Geciteerde tekst
========================================

Joodse weeskinderen worden in Utrecht opgevangen door Bernard en Judikje
Olympisch gymnast Judikje Simons zet zich samen met haar man Bernard Themans in voor Joodse weeskinderen in Utrecht. Het Joodse echtpaar runt het Centraal Israëlitisch Weeshuis aan de Utrechtse Nieuwegracht. In maart 1943 worden Judikje en Bernard samen met hun dochter en zoon, de Nederlandse weeskinderen en het personeel van het weeshuis gedeporteerd naar Sobibor.

Vluchtelingen
Als 'vader en moeder' van de weeskinderen wonen Judikje en Bernhard in het Centraal Israëlitisch Weeshuis. Hier worden Joodse kinderen vanaf zes jaar oud opgevangen. Na de Kristallnacht ontvluchten veel Duitse en Oostenrijkse Joden nazi-Duitsland. 56 kinderen uit voornamelijk Frankfurt am Main en Königsberg vinden onderdak in het zomerhuis van het Centraal Israëlitisch Weeshuis in Den Dolder. In oktober 1939 gaan deze kinderen naar het weeshuis aan de Utrechtse Nieuwegracht.




Kustgebied verboden voor vluchtelingen
Een nieuwe groep Joodse vluchtelingen komt naar het weeshuis in Utrecht nadat de Duitse bezetter bepaalt dat zij niet meer in het kustgebied mogen wonen. De Joodse vluchtelingen uit het Joods weeshuis in Den Haag moeten verhuizen, de meeste komen terecht in Utrecht. Zo breidt het weeshuis opnieuw flink uit. Begin 1942 wonen er ongeveer vijftig Nederlandse Joodse weeskinderen en dertig gevluchte Joodse weeskinderen aan de Nieuwegracht.
Bekijk hier de kinderen van het Centraal Israëlietisch Weeshuis in Utrecht




Deportatie vluchtelingen
De Joodse vluchtelingen worden anders behandeld door de bezetter. Dit blijkt opnieuw wanneer tussen 9 en 12 februari 1942 eenentwintig Duits-Joodse vluchtelingen uit het Centraal Israëlitisch Weeshuis naar Westerbork moeten. In Westerbork zitten deze kinderen in het kampweeshuis en worden vanaf daar gedeporteerd naar Auschwitz. De meesten gaan mee met het eerste transport van Westerbork naar Auschwitz op 15 juli 1942.

Gevlucht na Kristallnacht
Een van hen is Lieselotte Meijer. Ze komt op 22 november 1938 vanuit Frankfurt am Main naar Utrecht en woont in het weeshuis. Hiermee behoort ze tot de eerste drie vluchtelingenkinderen. Op 15 juli 1942 wordt ze gedeporteerd vanuit Kamp Westerbork naar Auschwitz. Lieselotte wordt niet direct vergast, ze overleeft de selectie. Ze komt in september 1942 om het leven in Auschwitz.

========================================

Regels
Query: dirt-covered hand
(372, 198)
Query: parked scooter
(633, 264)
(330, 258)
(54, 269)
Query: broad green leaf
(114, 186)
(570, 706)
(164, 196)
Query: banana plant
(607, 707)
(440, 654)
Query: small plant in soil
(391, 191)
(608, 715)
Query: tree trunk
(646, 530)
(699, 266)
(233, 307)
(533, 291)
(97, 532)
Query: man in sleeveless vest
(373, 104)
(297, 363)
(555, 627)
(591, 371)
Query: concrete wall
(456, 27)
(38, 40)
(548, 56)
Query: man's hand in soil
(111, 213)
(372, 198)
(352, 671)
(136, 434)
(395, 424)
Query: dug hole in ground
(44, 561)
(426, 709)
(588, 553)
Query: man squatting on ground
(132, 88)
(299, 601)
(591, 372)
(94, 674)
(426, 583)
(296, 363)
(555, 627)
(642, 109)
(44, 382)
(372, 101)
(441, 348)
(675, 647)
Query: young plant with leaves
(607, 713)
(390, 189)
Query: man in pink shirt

========================================

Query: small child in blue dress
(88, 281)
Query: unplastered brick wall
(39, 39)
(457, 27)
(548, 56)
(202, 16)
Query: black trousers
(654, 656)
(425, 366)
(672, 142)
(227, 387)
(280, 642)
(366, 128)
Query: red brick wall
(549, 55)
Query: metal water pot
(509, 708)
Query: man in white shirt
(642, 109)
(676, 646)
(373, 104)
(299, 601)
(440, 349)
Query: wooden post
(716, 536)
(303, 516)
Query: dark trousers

========================================

Wat u moet doen
1. Geef voor elk van de volgende beweringen aan of deze overeenkomt met de tekst over het Utrechtse weeshuis. Antwoord telkens met ja of nee en citeer letterlijk de woorden uit de tekst die de doorslag geven. (a) In oktober 1939 gingen de kinderen uit het zomerhuis in Den Dolder naar het weeshuis aan de Nieuwegracht. (b) Begin 1942 woonden er ongeveer dertig Nederlandse Joodse weeskinderen aan de Nieuwegracht. (c) Lieselotte Meijer werd in Auschwitz direct vergast.
2. Schrijf uit de tekst over het Utrechtse weeshuis woordelijk het gedeelte over dat begint bij "Gevlucht na Kristallnacht" en eindigt bij "leven in Auschwitz.".

Antwoorden per taak
1.
(a) Ja: "In oktober 1939 gaan deze kinderen naar het weeshuis aan de Utrechtse Nieuwegracht."
(b) Nee: "Begin 1942 wonen er ongeveer vijftig Nederlandse Joodse weeskinderen en dertig gevluchte Joodse weeskinderen aan de Nieuwegracht."
(c) Nee: "Lieselotte wordt niet direct vergast, ze overleeft de selectie."

2.
Gevlucht na Kristallnacht
Een van hen is Lieselotte Meijer. Ze komt op 22 november 1938 vanuit Frankfurt am Main naar Utrecht en woont in het weeshuis. Hiermee behoort ze tot de eerste drie vluchtelingenkinderen. Op 15 juli 1942 wordt ze gedeporteerd vanuit Kamp Westerbork naar Auschwitz. Lieselotte wordt niet direct vergast, ze overleeft de selectie. Ze komt in september 1942 om het leven in Auschwitz.